* **Provided passage**
A well-known and accomplished travel writer who lives in France with his family, Nick has explored the country with a keen eye and intellect, evidenced by the comprehensive coverage of many sites – and sights – not on the regular tourist route. He offers historical fact, well-researched details of little-known places and their significance, and 240 lavish photographs to illustrate them.

This is an excellent guide to a subtle and rewarding France beyond wine, sunshine, food and fashion, with secrets many visitors don’t know about, and if you are planning a visit or even just passing through, you will discover a wealth of fascinating places of interest. The book is versatile and lends itself both to planning an itinerary of sites that intrigue you, and to dipping in and learning about a wide range of fascinating topics from labyrinths and stained glass, angels and fairies, King Arthur in France, pilgrimage routes, little known caves and their paintings, the Tarot and the Templars and much more – some 60 individual features and 14 standalone chapters.

* **Supplied entries**
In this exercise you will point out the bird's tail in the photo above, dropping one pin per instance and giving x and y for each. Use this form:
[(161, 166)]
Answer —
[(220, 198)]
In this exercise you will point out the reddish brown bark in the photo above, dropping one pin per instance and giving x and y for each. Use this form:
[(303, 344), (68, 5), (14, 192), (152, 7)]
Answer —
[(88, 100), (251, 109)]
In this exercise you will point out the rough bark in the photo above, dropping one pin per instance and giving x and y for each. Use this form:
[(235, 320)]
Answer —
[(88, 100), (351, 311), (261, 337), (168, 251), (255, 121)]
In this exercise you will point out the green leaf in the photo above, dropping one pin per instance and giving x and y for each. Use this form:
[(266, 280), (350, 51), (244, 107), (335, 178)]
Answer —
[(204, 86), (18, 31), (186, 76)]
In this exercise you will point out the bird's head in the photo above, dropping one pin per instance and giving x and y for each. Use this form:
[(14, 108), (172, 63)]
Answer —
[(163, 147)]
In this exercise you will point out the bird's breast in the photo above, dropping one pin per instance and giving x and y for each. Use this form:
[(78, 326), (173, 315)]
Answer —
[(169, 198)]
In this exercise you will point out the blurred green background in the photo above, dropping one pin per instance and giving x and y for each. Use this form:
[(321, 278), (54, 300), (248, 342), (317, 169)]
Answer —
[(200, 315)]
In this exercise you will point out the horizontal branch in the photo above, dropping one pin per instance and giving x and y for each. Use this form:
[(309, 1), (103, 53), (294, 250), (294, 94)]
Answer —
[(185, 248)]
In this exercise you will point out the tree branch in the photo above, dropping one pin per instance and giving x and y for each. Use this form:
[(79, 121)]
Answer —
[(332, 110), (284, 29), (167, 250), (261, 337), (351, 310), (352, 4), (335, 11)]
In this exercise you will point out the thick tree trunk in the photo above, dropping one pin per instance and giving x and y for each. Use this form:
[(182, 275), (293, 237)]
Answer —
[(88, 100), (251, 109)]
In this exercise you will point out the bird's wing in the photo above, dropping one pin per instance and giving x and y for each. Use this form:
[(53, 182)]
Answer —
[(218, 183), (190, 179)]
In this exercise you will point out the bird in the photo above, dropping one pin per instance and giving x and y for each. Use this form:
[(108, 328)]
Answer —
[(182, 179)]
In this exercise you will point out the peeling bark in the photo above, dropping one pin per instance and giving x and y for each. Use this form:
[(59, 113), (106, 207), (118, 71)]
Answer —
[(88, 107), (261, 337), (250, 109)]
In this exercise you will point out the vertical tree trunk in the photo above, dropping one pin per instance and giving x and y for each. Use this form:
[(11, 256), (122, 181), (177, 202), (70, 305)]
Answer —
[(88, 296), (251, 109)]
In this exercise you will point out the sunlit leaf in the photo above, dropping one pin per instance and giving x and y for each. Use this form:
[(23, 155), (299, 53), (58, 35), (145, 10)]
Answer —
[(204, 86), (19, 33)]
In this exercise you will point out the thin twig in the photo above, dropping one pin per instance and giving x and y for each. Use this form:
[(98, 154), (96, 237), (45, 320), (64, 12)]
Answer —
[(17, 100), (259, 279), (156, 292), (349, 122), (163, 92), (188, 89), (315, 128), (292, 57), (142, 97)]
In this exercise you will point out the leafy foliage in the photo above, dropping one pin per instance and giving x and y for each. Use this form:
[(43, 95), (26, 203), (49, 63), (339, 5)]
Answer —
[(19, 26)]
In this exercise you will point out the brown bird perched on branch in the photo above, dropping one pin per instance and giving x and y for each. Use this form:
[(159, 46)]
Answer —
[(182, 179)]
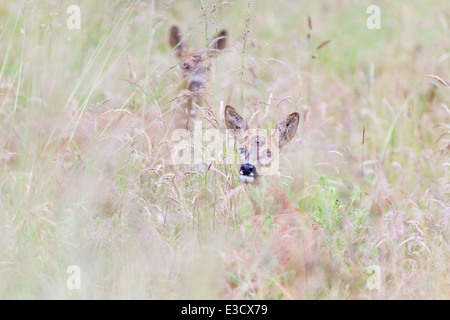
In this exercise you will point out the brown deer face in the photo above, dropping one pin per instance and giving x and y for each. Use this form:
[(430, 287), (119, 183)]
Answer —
[(195, 63), (257, 149)]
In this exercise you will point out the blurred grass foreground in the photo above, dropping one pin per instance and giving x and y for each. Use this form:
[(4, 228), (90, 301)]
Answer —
[(113, 212)]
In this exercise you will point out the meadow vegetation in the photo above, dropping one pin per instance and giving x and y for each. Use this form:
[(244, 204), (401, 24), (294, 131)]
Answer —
[(370, 158)]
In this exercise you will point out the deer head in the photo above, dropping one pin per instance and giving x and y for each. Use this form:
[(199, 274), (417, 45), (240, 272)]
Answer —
[(195, 63), (257, 150)]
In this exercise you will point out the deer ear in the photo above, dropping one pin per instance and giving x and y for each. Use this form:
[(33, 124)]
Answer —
[(233, 120), (288, 128), (219, 42), (176, 41)]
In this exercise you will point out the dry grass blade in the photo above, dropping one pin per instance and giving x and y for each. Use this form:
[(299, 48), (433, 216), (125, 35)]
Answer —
[(442, 81), (323, 44)]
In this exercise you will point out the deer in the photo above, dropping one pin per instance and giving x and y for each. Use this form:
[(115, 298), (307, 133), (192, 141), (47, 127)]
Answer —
[(195, 66), (277, 227)]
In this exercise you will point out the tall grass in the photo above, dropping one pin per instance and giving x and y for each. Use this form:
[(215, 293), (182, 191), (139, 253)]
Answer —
[(140, 228)]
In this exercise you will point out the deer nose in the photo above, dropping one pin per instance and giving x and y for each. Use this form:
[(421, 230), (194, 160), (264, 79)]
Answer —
[(248, 169)]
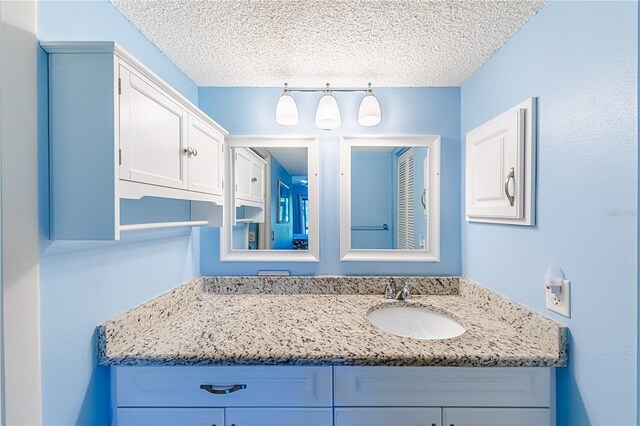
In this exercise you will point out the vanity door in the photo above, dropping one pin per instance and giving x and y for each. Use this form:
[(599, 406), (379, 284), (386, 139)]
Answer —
[(388, 416)]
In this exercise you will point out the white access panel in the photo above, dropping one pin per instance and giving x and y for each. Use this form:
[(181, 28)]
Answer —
[(401, 416), (496, 416)]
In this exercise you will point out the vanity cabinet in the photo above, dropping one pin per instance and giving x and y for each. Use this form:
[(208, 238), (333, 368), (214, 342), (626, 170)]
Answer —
[(118, 131), (326, 396), (388, 416), (500, 168)]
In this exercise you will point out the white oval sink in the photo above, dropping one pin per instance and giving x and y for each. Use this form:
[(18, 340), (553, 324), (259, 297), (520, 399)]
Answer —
[(415, 322)]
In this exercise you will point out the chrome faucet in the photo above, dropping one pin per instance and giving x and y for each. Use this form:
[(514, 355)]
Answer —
[(403, 294)]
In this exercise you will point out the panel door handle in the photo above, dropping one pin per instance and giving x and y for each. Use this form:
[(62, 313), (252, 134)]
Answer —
[(222, 390), (511, 175)]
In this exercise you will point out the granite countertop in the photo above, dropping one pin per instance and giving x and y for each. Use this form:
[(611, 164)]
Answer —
[(322, 321)]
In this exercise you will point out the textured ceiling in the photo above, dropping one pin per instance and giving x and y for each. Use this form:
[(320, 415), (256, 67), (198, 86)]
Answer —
[(347, 43)]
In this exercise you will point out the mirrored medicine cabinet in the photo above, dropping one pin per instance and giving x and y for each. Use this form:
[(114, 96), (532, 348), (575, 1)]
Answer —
[(271, 205), (390, 198)]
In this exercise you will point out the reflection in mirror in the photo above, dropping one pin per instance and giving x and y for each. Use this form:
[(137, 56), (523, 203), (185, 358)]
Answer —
[(388, 197), (271, 198)]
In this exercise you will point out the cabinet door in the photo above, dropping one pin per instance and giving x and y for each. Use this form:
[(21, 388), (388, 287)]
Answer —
[(257, 180), (388, 416), (496, 416), (494, 167), (279, 417), (152, 134), (169, 417), (206, 161), (243, 168)]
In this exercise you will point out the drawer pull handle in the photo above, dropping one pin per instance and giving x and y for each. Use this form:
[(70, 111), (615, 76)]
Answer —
[(222, 390)]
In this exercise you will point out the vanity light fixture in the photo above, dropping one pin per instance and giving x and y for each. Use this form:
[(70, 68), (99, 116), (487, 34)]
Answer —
[(369, 112), (286, 110), (328, 112)]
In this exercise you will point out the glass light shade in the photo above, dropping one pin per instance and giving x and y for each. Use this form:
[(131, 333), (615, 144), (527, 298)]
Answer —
[(328, 113), (286, 111), (369, 113)]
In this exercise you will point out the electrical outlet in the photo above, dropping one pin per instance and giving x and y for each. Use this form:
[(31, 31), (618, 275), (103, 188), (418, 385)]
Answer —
[(557, 291)]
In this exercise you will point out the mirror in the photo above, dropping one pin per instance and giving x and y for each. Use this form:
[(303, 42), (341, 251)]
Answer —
[(390, 198), (273, 200)]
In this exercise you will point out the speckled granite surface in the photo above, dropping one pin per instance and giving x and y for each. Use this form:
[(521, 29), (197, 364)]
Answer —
[(322, 321)]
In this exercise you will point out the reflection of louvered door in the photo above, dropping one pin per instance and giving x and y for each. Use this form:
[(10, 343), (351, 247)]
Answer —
[(405, 220)]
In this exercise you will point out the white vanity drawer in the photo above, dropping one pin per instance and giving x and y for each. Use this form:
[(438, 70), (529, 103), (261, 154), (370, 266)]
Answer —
[(169, 417), (442, 386), (388, 416), (203, 386)]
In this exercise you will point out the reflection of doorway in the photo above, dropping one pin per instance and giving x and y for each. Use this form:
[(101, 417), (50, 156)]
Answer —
[(405, 222)]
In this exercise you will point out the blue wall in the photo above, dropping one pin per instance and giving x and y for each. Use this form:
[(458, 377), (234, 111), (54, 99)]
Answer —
[(373, 199), (580, 59), (404, 111), (84, 284), (282, 232)]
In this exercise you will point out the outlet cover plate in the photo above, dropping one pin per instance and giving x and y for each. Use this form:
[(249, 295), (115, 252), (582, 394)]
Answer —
[(562, 303)]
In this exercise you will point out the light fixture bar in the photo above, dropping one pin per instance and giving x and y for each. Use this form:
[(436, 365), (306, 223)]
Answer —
[(324, 89)]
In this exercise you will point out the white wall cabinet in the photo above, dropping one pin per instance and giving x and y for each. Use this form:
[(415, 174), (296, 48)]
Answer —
[(118, 131), (340, 396), (170, 416), (500, 168)]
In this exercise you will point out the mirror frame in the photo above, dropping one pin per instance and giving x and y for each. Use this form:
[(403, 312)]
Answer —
[(347, 254), (227, 254)]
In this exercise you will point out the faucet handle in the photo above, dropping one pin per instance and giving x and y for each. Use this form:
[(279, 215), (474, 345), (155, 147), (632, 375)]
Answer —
[(406, 291), (389, 291)]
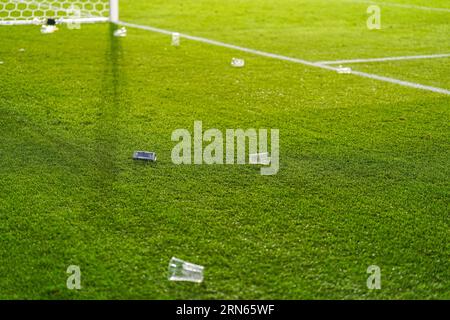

* **What you will do**
a: Please reproduce the records word for word, from the line with "In this exercise you will point out the brown bird" through the line with "[(233, 120), (288, 128), (219, 42), (176, 41)]", including both of those lines, and leave out the pictures.
b: Resume the description of the France travel guide from its last sentence.

* **Written answers**
a:
In this exercise you will point out the brown bird perched on branch in the photo above, dropping one pin per instance and giving x and y for each. Use this form:
[(159, 46)]
Answer —
[(182, 179)]
In this exercise you will point out the brown deer face in the photo above, dropping one pin per instance and giving x and y for each. Use this form:
[(430, 287), (119, 183)]
Answer —
[(195, 63), (257, 149)]
In this exercise you will point out the blurred grass foreground in the photo above, dropping one pin per instance and giving x and y for each. Use this form:
[(4, 228), (90, 301)]
Answer —
[(113, 212)]
In this exercise you will point out the meadow vegetation in the photo above, dropping one pin per instance and giving x and y for each. Use this form:
[(244, 204), (401, 24), (294, 131)]
Answer —
[(370, 158)]
In this exercise you will point out the deer head in the photo above, dropping one pin per instance and giving x and y for each. Use this form:
[(199, 274), (417, 45), (240, 272)]
Answer —
[(195, 63), (257, 150)]
In this exercise you will point out the deer ear in the photo above, dropping one pin per instance and giving x and y for each. Use this form:
[(33, 124)]
Answer —
[(233, 120), (288, 128), (219, 42), (176, 41)]

b:
Highly recommended for anyone interested in the hidden beauty of this vast and enticing country. And – as I mentioned to Nick when his book arrived, it’s a multi-sensory experience too, not only rich in colour with heavyweight paper, but it has that delicious (to me) smell of a good covering of ink!
Get a copy whether you plan to visit France or not – there’s much to learn here.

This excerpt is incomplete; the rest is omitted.